**AIM OF THE TASK**
Lines to return, exactly: from the line with "Objective — one point per instance of the wooden" to the line with "Objective — one point per instance of the teal" in the entries below, both included.

**MATERIAL FOR THIS TASK**
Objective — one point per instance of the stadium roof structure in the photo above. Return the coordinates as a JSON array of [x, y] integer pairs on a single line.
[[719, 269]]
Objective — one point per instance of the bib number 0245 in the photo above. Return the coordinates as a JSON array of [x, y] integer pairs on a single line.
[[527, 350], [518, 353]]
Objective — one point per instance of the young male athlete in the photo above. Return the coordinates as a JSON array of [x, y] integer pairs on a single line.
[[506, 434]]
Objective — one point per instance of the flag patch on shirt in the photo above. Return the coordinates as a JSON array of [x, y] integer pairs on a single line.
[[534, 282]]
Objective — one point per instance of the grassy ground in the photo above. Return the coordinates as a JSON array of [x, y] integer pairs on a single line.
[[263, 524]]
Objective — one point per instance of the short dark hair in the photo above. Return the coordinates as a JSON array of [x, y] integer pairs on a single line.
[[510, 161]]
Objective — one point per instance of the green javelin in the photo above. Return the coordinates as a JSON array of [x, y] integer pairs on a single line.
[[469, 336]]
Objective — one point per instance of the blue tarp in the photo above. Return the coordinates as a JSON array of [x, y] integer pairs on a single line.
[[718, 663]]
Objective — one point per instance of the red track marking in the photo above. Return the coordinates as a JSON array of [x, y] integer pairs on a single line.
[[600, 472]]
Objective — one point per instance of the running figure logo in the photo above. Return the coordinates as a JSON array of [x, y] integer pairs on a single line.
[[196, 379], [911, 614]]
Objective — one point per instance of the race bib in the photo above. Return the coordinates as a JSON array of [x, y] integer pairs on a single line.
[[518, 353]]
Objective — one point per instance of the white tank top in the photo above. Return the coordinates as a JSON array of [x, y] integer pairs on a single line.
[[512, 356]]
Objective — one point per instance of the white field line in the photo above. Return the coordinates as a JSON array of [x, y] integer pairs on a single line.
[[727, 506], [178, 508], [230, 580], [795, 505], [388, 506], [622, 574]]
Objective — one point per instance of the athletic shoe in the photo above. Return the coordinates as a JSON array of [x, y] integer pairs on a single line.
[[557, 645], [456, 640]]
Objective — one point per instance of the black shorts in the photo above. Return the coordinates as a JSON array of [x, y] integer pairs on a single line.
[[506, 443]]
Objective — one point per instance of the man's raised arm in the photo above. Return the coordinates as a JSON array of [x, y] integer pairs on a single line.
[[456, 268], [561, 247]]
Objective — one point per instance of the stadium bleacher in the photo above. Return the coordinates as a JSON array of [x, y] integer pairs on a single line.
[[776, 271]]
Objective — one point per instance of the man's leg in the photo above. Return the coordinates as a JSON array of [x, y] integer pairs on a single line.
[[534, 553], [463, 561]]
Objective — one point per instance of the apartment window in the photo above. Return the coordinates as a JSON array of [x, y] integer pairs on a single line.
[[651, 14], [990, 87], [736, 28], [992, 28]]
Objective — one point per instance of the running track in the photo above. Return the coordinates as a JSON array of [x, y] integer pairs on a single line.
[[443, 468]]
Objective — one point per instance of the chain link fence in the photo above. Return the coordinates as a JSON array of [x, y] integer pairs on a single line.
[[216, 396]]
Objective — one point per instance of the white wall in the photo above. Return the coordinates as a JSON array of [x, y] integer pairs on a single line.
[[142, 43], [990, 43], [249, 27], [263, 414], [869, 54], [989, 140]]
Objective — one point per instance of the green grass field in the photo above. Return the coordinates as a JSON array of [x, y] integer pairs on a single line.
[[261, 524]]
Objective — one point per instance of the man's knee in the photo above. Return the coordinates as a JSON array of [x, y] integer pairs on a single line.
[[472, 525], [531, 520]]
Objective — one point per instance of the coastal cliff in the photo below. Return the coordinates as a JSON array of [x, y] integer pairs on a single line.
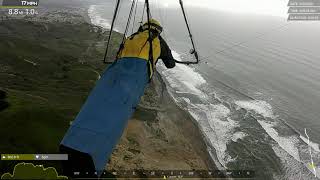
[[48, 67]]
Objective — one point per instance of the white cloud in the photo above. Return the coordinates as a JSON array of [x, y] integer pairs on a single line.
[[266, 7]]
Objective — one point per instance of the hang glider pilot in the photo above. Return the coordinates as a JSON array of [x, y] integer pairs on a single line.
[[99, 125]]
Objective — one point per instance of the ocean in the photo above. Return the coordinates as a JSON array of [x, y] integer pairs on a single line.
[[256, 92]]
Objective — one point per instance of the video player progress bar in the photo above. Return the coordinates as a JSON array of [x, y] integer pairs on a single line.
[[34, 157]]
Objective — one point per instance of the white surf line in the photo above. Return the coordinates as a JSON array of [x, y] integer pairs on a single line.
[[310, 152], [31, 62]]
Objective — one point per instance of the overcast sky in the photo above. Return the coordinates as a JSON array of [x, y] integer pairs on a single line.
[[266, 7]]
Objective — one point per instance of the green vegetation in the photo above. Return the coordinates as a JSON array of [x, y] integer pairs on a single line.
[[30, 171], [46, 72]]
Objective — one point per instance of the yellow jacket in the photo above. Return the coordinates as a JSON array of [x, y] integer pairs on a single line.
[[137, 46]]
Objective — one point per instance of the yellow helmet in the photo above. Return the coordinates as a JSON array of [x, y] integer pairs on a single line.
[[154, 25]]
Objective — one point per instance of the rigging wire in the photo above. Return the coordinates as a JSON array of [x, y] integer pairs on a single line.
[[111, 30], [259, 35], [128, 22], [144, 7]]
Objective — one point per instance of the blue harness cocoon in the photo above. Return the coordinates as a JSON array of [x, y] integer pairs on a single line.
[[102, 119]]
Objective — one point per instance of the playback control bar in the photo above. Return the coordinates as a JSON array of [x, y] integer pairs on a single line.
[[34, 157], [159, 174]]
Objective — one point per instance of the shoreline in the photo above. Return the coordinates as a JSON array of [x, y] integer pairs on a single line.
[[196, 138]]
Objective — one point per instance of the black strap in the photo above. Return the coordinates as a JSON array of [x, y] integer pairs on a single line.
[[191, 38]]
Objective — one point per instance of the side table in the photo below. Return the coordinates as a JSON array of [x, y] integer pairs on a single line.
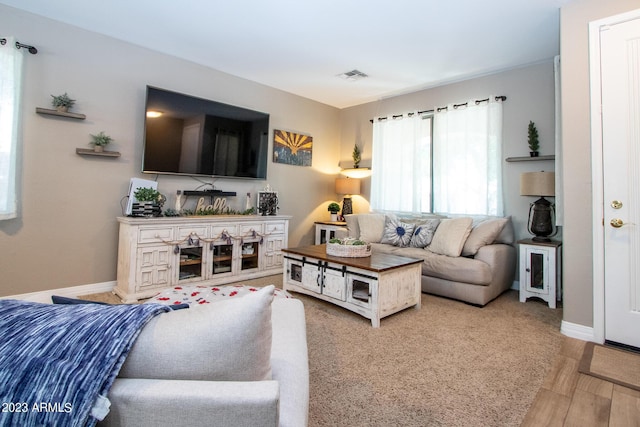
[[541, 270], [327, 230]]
...
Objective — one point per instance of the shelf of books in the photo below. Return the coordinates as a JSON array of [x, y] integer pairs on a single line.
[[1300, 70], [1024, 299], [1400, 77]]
==
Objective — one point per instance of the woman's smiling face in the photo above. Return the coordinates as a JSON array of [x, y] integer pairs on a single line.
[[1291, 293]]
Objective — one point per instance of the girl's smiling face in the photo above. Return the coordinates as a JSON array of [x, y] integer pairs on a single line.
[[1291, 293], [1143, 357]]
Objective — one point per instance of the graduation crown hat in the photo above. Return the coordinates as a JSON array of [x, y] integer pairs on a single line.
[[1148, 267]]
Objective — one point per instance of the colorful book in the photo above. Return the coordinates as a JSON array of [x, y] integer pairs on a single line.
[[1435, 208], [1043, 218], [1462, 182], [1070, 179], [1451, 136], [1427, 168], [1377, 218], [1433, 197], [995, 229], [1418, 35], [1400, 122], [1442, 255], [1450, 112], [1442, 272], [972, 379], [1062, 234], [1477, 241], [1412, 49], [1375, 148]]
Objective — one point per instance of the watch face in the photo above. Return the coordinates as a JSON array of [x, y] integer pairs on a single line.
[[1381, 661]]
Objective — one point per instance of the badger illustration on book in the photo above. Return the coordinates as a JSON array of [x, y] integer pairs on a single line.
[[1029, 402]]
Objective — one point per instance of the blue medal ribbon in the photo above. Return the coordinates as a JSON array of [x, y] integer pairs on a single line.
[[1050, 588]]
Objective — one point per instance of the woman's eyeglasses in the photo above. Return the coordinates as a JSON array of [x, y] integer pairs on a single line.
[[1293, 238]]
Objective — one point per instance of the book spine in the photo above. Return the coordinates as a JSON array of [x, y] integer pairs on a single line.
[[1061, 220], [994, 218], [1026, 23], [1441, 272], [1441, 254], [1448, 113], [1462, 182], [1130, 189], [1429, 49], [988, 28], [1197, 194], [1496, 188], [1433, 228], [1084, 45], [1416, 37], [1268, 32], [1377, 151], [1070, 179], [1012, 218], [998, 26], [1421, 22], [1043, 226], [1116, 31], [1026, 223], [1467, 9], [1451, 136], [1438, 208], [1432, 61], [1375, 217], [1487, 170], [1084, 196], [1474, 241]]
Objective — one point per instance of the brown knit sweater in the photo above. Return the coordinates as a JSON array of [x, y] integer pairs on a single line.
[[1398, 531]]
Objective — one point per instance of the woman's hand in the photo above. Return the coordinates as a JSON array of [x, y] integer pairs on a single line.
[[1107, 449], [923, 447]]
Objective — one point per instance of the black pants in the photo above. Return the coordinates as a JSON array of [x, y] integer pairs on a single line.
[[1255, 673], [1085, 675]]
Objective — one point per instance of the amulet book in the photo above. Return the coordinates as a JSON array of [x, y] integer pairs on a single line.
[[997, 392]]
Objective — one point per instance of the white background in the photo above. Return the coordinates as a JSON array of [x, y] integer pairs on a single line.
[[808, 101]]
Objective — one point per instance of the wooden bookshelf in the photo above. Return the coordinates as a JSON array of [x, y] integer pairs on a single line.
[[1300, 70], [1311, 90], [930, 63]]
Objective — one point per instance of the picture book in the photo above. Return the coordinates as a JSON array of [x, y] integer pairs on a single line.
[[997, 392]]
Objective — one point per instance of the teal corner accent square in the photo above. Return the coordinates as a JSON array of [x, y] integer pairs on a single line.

**ANSWER SPACE**
Objective — one point per instance of the wooden bookshelf in the photo above. Return the coordinates as a JSON array of [x, y] integer pairs on a single line.
[[1300, 70], [1311, 90], [930, 63]]
Objective — one point per instance of the picture book in the photo above. Return the coordinates as a JSON array of [x, y] integer pairs on a single line.
[[997, 392]]
Objective — one point per instance of the teal corner accent square in the photo above. Return the coordinates as a JSON array of [x, y] integer pairs on a single line.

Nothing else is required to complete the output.